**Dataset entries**
-.-.-

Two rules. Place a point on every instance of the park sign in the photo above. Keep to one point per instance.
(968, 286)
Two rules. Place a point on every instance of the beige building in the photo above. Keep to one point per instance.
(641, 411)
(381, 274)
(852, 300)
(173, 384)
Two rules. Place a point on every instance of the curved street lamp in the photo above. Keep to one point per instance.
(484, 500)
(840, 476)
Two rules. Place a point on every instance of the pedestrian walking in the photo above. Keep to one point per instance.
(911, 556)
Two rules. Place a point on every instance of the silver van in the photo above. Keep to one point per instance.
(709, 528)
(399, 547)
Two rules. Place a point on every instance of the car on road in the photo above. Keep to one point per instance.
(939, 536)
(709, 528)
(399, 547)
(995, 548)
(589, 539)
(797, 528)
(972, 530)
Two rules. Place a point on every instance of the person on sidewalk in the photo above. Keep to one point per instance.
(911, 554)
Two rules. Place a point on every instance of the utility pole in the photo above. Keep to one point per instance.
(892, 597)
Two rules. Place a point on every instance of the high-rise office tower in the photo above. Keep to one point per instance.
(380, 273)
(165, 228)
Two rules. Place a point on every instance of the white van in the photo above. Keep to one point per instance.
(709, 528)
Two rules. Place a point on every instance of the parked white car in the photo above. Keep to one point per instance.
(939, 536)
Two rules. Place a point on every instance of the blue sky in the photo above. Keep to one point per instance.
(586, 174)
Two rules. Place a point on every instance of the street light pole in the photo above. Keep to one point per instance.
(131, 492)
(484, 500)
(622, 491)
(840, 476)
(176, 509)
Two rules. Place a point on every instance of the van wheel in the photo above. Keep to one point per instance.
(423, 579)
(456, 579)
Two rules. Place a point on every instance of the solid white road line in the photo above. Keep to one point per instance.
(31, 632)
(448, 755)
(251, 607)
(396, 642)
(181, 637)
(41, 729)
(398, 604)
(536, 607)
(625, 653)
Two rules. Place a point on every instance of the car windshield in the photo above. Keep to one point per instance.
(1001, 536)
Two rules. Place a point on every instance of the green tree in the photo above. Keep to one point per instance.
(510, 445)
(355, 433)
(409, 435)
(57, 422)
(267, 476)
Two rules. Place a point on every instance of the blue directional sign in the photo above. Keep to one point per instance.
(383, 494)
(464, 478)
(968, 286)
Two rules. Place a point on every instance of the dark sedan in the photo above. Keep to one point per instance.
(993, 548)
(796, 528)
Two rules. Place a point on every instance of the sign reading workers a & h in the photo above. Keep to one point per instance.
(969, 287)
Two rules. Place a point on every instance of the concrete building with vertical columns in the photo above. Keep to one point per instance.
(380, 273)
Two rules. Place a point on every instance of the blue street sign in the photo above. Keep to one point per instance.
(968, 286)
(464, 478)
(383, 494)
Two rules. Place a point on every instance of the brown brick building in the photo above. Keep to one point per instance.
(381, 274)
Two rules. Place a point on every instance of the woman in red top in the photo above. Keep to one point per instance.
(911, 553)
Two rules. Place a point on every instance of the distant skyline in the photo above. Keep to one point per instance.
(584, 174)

-.-.-

**Exercise brief**
Find "Two rules. Place a point on every instance of the sign" in the records above. Repeat its line and every later line exactly, through the last one.

**Task response**
Two rules. Place a point on every instance of the sign reading workers a & h in the photo above. Keep to one point per instance.
(969, 287)
Two rules. Place a point on every instance of the concrete building with vertical columns in the photo above. Keep to one point per instance.
(380, 273)
Two rules. Place a point on every instance of the blue street sign in the photo above. Keep to one point per instance.
(968, 286)
(464, 478)
(383, 494)
Two rules. Place a point on every instance of the brown brick building in the photo above. Keep to one point per instance.
(381, 274)
Two rules. Place a point on every instance of the woman in red top in the photo above. Keep to one point per instance.
(911, 553)
Two rules. Place a point on every instance of the distant skyline in the photo above. Keep to one point per instance.
(584, 174)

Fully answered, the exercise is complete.